ACTIVITY - Go to the line below containing "positive clicks: (231, 13)" and print exactly from there through the line containing "positive clicks: (224, 145)", both included. Print nothing else.

[Saved entries]
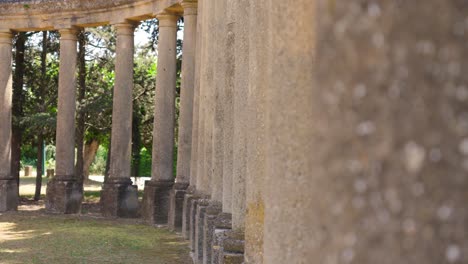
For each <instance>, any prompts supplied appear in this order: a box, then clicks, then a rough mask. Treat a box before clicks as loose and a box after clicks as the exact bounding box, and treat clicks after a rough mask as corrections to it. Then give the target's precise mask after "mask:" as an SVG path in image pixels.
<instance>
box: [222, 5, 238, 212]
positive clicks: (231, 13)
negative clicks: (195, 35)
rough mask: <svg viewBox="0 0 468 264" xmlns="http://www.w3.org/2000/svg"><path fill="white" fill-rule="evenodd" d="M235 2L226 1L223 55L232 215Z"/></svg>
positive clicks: (224, 145) (223, 181) (227, 165)
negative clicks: (224, 61) (224, 36)
mask: <svg viewBox="0 0 468 264" xmlns="http://www.w3.org/2000/svg"><path fill="white" fill-rule="evenodd" d="M234 1H235V0H227V1H226V10H225V11H226V12H225V18H224V22H223V23H224V31H223V34H225V35H226V37H225V38H224V39H223V44H224V45H223V51H222V52H223V53H224V54H225V55H224V56H225V60H226V61H225V64H226V65H225V69H224V72H225V81H224V83H223V85H224V89H225V91H224V125H223V127H224V130H223V141H224V143H223V212H224V213H228V214H231V213H232V176H233V173H234V167H233V149H234V80H235V61H236V59H235V52H234V48H235V43H236V39H235V34H234V26H235V18H234V10H233V8H234Z"/></svg>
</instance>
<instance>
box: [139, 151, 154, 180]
mask: <svg viewBox="0 0 468 264" xmlns="http://www.w3.org/2000/svg"><path fill="white" fill-rule="evenodd" d="M140 155H141V157H140V169H139V172H140V175H139V176H141V177H151V152H149V151H148V149H146V148H142V149H141V152H140Z"/></svg>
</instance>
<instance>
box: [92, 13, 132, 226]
mask: <svg viewBox="0 0 468 264" xmlns="http://www.w3.org/2000/svg"><path fill="white" fill-rule="evenodd" d="M114 27H115V28H116V30H117V48H116V59H115V86H114V95H113V96H114V98H113V109H112V137H111V156H110V157H111V160H110V170H109V178H108V179H107V181H106V182H105V183H104V185H103V188H102V196H101V209H102V214H103V215H105V216H114V217H115V216H118V217H137V214H138V191H137V186H136V185H132V181H131V179H130V177H131V175H130V173H131V169H130V168H131V145H132V116H133V100H132V99H133V94H132V93H133V57H134V30H135V24H133V23H129V22H124V23H118V24H115V25H114Z"/></svg>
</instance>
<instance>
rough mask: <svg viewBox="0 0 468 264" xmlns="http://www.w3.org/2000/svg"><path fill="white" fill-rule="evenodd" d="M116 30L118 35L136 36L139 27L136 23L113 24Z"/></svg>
mask: <svg viewBox="0 0 468 264" xmlns="http://www.w3.org/2000/svg"><path fill="white" fill-rule="evenodd" d="M113 26H114V28H115V29H116V31H117V35H130V36H133V35H134V34H135V28H136V27H137V26H138V23H134V22H128V21H127V22H122V23H115V24H113Z"/></svg>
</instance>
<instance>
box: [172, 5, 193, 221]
mask: <svg viewBox="0 0 468 264" xmlns="http://www.w3.org/2000/svg"><path fill="white" fill-rule="evenodd" d="M182 7H183V8H184V42H183V50H182V52H183V53H182V56H183V57H182V76H181V79H182V83H181V92H180V117H179V140H178V152H177V177H176V180H175V181H176V182H175V185H174V188H173V190H172V191H171V198H170V209H169V226H170V227H171V228H172V229H176V230H181V228H182V212H183V204H184V196H185V194H186V189H187V187H188V185H189V183H190V181H191V180H190V178H191V177H192V176H191V175H190V167H191V163H190V162H191V154H192V126H193V122H192V120H193V104H194V100H193V99H194V88H195V87H194V86H195V49H196V37H197V2H188V1H187V2H182Z"/></svg>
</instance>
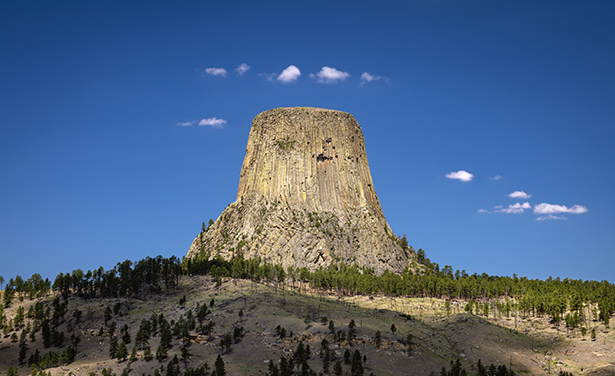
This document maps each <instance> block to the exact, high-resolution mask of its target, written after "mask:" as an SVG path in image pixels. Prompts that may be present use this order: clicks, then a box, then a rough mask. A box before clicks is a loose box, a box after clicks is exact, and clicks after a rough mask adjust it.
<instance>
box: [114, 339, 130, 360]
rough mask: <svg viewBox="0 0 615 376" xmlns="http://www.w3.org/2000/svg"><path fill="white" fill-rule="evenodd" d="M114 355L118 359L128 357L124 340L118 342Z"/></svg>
mask: <svg viewBox="0 0 615 376" xmlns="http://www.w3.org/2000/svg"><path fill="white" fill-rule="evenodd" d="M115 357H116V358H117V359H118V360H119V361H123V360H126V358H127V357H128V347H126V342H124V341H122V342H120V345H119V346H118V348H117V352H116V353H115Z"/></svg>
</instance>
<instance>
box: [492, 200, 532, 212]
mask: <svg viewBox="0 0 615 376" xmlns="http://www.w3.org/2000/svg"><path fill="white" fill-rule="evenodd" d="M531 208H532V206H531V205H530V203H529V202H524V203H523V204H520V203H518V202H517V203H516V204H514V205H508V207H507V208H502V207H496V211H498V212H500V213H506V214H521V213H523V212H524V211H525V209H531Z"/></svg>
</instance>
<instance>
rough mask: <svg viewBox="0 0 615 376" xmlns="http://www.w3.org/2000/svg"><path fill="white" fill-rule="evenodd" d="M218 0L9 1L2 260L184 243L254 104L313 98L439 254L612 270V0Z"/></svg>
mask: <svg viewBox="0 0 615 376" xmlns="http://www.w3.org/2000/svg"><path fill="white" fill-rule="evenodd" d="M220 4H221V5H220ZM220 4H213V2H203V1H194V2H164V3H162V2H152V1H147V2H145V1H141V2H137V1H133V2H123V1H105V2H102V1H100V2H83V1H71V2H62V1H53V2H52V1H19V2H17V1H11V2H9V1H5V2H2V3H0V51H1V54H0V183H1V184H0V252H1V255H2V257H1V261H0V275H3V276H4V277H5V278H6V279H7V280H8V279H9V278H12V277H14V276H15V275H22V276H23V277H24V278H27V277H29V276H30V275H31V274H32V273H35V272H38V273H40V274H42V275H43V276H44V277H49V278H53V277H54V276H55V275H56V274H57V273H59V272H70V271H72V270H73V269H76V268H81V269H83V270H88V269H94V268H98V267H99V266H101V265H102V266H103V267H105V268H110V267H112V266H114V265H115V264H116V263H117V262H119V261H123V260H125V259H130V260H137V259H141V258H143V257H146V256H156V255H158V254H161V255H163V256H167V257H168V256H171V255H177V256H179V257H181V256H183V255H185V254H186V253H187V250H188V247H189V246H190V243H191V242H192V239H193V238H194V236H195V235H196V234H197V233H198V232H199V230H200V227H201V222H203V221H207V220H208V219H209V218H214V219H215V218H217V217H218V215H219V214H220V213H221V212H222V210H223V209H224V208H225V207H226V205H227V204H229V203H230V202H233V201H234V200H235V197H236V194H237V184H238V181H239V172H240V168H241V164H242V161H243V157H244V155H245V147H246V143H247V138H248V133H249V130H250V126H251V121H252V119H253V118H254V116H256V115H257V114H258V113H259V112H262V111H265V110H268V109H271V108H275V107H287V106H313V107H324V108H330V109H336V110H342V111H346V112H349V113H351V114H353V115H354V116H355V117H356V119H357V120H358V121H359V123H360V124H361V126H362V129H363V132H364V135H365V139H366V147H367V153H368V159H369V163H370V167H371V171H372V175H373V179H374V184H375V188H376V191H377V193H378V195H379V197H380V200H381V203H382V206H383V209H384V213H385V216H386V217H387V219H388V221H389V224H390V225H391V227H392V228H393V229H394V231H395V232H396V233H397V234H399V235H402V234H404V233H406V234H407V236H408V240H409V243H410V244H411V245H412V246H413V247H414V248H415V249H418V248H423V249H425V250H426V252H427V255H428V257H430V258H431V259H432V260H433V261H435V262H438V263H439V264H440V266H444V265H452V266H453V267H454V268H456V269H459V270H462V269H465V270H466V271H467V272H468V273H470V274H472V273H474V272H477V273H479V274H480V273H483V272H486V273H488V274H495V275H512V274H513V273H517V274H518V275H519V276H527V277H529V278H548V277H549V276H553V277H557V276H560V277H562V278H565V277H569V278H582V279H594V280H602V279H607V280H609V281H610V282H615V271H614V270H615V269H614V267H613V265H615V252H613V251H614V249H613V245H614V244H615V215H614V213H615V200H614V198H613V196H614V192H613V191H614V190H613V187H615V181H614V175H615V174H614V172H615V152H614V148H613V145H614V144H615V130H614V124H615V68H614V67H615V22H613V20H614V19H615V3H613V2H612V1H592V2H581V1H579V2H571V1H565V2H563V1H548V2H546V1H528V2H522V1H515V2H501V1H498V2H494V1H462V2H460V1H421V0H417V1H404V2H392V1H391V2H357V1H348V2H330V1H327V2H318V1H292V2H256V1H249V2H248V1H245V2H230V1H229V2H220ZM241 64H247V65H248V66H249V67H250V69H249V70H247V71H245V72H244V73H243V74H241V75H240V74H239V73H238V72H237V71H236V68H237V67H239V66H240V65H241ZM291 65H293V66H295V67H296V68H297V69H298V70H299V71H300V73H301V75H300V76H297V75H292V74H290V75H289V74H284V75H282V72H283V71H285V69H287V68H288V67H289V66H291ZM323 67H329V68H335V70H331V69H326V68H325V69H323ZM208 68H223V69H224V70H225V71H226V75H222V74H217V75H216V74H210V73H220V72H222V71H221V70H219V69H218V70H212V69H209V70H208ZM207 72H210V73H207ZM288 72H291V73H292V68H291V70H290V71H287V73H288ZM319 73H321V76H318V74H319ZM327 73H328V74H327ZM364 73H368V74H369V76H367V75H364ZM362 76H363V77H364V78H363V79H362ZM336 77H338V79H335V78H336ZM367 77H371V78H373V79H372V80H371V81H368V80H367V79H366V78H367ZM281 78H287V80H288V81H289V82H283V80H281ZM323 81H324V82H323ZM214 118H215V119H217V120H224V122H220V121H216V120H215V119H214ZM201 121H202V122H203V123H205V124H213V125H202V126H199V125H198V123H199V122H201ZM181 123H187V124H192V125H179V124H181ZM458 171H467V172H468V173H470V174H472V179H471V180H470V181H462V180H460V179H451V178H447V175H448V174H450V173H452V172H458ZM448 176H449V177H453V176H464V174H463V173H461V174H457V175H448ZM466 176H469V175H466ZM496 177H499V178H497V179H495V178H496ZM516 191H523V192H525V193H526V194H527V195H531V196H530V197H528V198H522V197H517V198H513V197H509V195H510V194H511V193H513V192H516ZM515 204H516V205H515ZM540 204H547V205H540ZM551 205H560V206H551ZM575 205H578V206H575ZM521 211H522V212H521ZM566 211H569V212H566ZM570 211H572V212H570ZM515 212H516V213H515ZM538 219H544V220H538Z"/></svg>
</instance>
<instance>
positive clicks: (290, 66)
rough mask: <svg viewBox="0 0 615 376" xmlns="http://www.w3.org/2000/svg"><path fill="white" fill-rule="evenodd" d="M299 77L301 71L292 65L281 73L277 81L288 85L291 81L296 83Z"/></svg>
mask: <svg viewBox="0 0 615 376" xmlns="http://www.w3.org/2000/svg"><path fill="white" fill-rule="evenodd" d="M299 76H301V71H300V70H299V68H297V67H296V66H294V65H289V66H288V68H286V69H284V70H283V71H282V73H280V75H279V76H278V81H282V82H284V83H289V82H293V81H297V78H299Z"/></svg>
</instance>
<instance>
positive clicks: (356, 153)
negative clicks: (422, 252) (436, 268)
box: [188, 107, 410, 274]
mask: <svg viewBox="0 0 615 376" xmlns="http://www.w3.org/2000/svg"><path fill="white" fill-rule="evenodd" d="M238 252H241V253H242V254H243V255H244V257H246V258H255V257H259V258H260V259H261V260H265V261H268V262H272V263H276V264H281V265H282V266H284V267H285V268H288V267H289V266H293V267H307V268H308V269H311V270H314V269H317V268H318V267H321V266H328V265H330V264H336V263H345V264H357V265H359V266H362V267H368V268H373V269H374V271H375V272H376V273H378V274H380V273H382V272H383V271H384V270H390V271H395V272H401V271H403V269H404V268H405V267H406V266H407V265H408V259H409V256H410V255H409V253H408V251H407V250H405V249H402V247H401V246H400V244H399V239H398V238H397V237H396V236H395V235H394V234H393V231H392V230H391V228H390V227H389V225H388V223H387V221H386V219H385V218H384V214H383V213H382V207H381V206H380V201H379V200H378V196H377V195H376V191H375V190H374V184H373V182H372V177H371V173H370V170H369V164H368V163H367V155H366V153H365V142H364V139H363V132H362V131H361V127H360V126H359V124H358V123H357V121H356V120H355V119H354V117H353V116H352V115H350V114H348V113H345V112H340V111H333V110H325V109H318V108H305V107H299V108H277V109H273V110H269V111H265V112H263V113H261V114H259V115H258V116H256V118H254V121H253V123H252V129H251V131H250V136H249V138H248V146H247V148H246V157H245V159H244V162H243V166H242V168H241V175H240V179H239V189H238V192H237V201H235V202H234V203H232V204H230V205H229V206H228V207H227V208H226V210H224V212H223V213H222V214H221V215H220V217H219V218H218V219H217V220H216V221H215V223H214V224H213V225H211V226H210V227H209V228H208V229H207V230H206V231H204V232H202V233H200V234H199V235H198V236H197V237H196V239H195V240H194V241H193V243H192V246H191V247H190V250H189V252H188V257H193V258H194V257H196V258H198V257H199V256H200V255H209V256H210V257H215V256H218V255H221V256H222V257H224V258H230V257H232V256H233V255H234V254H237V253H238Z"/></svg>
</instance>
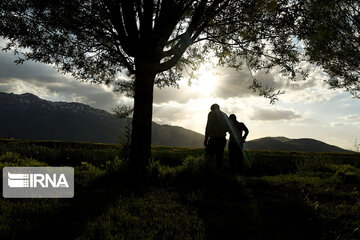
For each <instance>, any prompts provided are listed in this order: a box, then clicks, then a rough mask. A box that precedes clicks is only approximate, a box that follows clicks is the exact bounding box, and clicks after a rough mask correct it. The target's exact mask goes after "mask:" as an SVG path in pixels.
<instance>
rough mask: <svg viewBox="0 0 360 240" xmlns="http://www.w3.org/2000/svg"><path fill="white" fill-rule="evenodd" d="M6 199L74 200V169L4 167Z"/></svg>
mask: <svg viewBox="0 0 360 240" xmlns="http://www.w3.org/2000/svg"><path fill="white" fill-rule="evenodd" d="M3 196H4V198H72V197H74V168H72V167H4V168H3Z"/></svg>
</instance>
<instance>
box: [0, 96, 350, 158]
mask: <svg viewBox="0 0 360 240" xmlns="http://www.w3.org/2000/svg"><path fill="white" fill-rule="evenodd" d="M130 125H131V119H130V118H127V119H119V118H117V117H116V116H115V115H114V114H110V113H109V112H107V111H104V110H100V109H95V108H92V107H90V106H88V105H85V104H82V103H75V102H51V101H47V100H43V99H41V98H39V97H37V96H35V95H33V94H30V93H25V94H19V95H18V94H13V93H1V92H0V137H1V138H10V137H12V138H17V139H29V140H61V141H84V142H102V143H116V142H119V140H120V138H121V136H123V137H126V135H127V130H126V129H127V126H129V127H130ZM203 141H204V136H203V135H202V134H200V133H197V132H194V131H191V130H188V129H185V128H182V127H178V126H170V125H160V124H157V123H155V122H153V124H152V144H153V145H163V146H179V147H202V146H203ZM245 148H246V149H253V150H284V151H307V152H348V151H347V150H344V149H341V148H339V147H336V146H332V145H329V144H326V143H324V142H321V141H318V140H314V139H305V138H304V139H288V138H285V137H266V138H260V139H256V140H251V141H248V142H247V143H246V144H245Z"/></svg>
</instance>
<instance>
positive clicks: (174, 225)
mask: <svg viewBox="0 0 360 240" xmlns="http://www.w3.org/2000/svg"><path fill="white" fill-rule="evenodd" d="M14 144H15V145H16V146H15V145H14ZM46 144H48V145H42V144H39V143H38V142H37V143H36V144H34V145H32V144H31V142H26V143H24V142H17V143H9V142H4V143H2V145H1V146H0V149H1V151H0V167H1V168H2V167H4V166H44V165H51V166H56V165H59V166H60V165H62V164H61V163H62V159H63V160H64V161H63V165H69V166H74V167H75V185H76V186H75V197H74V198H73V199H4V198H1V199H0V239H24V238H32V237H33V238H34V239H35V238H37V239H360V230H359V227H360V189H359V188H360V187H359V186H360V185H359V184H360V169H359V162H360V155H359V154H317V153H299V152H261V151H256V152H248V153H247V156H248V158H249V162H251V164H252V167H251V168H246V171H245V174H244V175H242V176H239V175H230V174H228V173H227V172H226V171H216V170H214V169H213V168H212V167H211V164H208V162H206V161H205V159H204V156H203V150H201V149H187V148H165V147H154V148H153V156H154V158H153V161H152V162H151V164H150V167H149V169H148V171H147V173H146V175H145V176H144V175H142V176H139V175H136V173H132V172H130V171H127V170H126V165H125V163H124V162H123V161H122V160H121V148H119V147H118V146H116V145H111V146H110V145H109V146H107V145H91V144H86V143H83V144H78V145H76V144H75V145H71V144H70V143H66V145H65V146H64V145H62V144H61V143H57V144H54V145H51V144H49V143H46ZM91 146H92V147H91ZM87 151H89V152H91V153H92V154H89V153H87ZM44 155H46V156H50V158H49V159H50V160H49V159H46V157H44ZM119 156H120V157H119ZM39 159H41V161H40V160H39ZM70 160H72V161H70ZM55 163H56V164H55ZM209 165H210V166H209Z"/></svg>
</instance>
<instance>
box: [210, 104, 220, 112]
mask: <svg viewBox="0 0 360 240" xmlns="http://www.w3.org/2000/svg"><path fill="white" fill-rule="evenodd" d="M219 109H220V106H219V104H216V103H214V104H213V105H211V107H210V110H211V111H214V110H219Z"/></svg>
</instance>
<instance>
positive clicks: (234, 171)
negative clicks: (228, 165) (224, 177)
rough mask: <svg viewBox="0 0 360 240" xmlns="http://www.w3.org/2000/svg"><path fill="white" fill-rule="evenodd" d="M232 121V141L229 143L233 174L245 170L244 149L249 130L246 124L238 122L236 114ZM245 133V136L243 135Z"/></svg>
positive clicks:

OUTPUT FOR THIS TASK -
positive clicks: (231, 13)
negative clicks: (195, 35)
rough mask: <svg viewBox="0 0 468 264" xmlns="http://www.w3.org/2000/svg"><path fill="white" fill-rule="evenodd" d="M235 2L226 1L223 55L232 215Z"/></svg>
positive clicks: (224, 145) (223, 181) (227, 165)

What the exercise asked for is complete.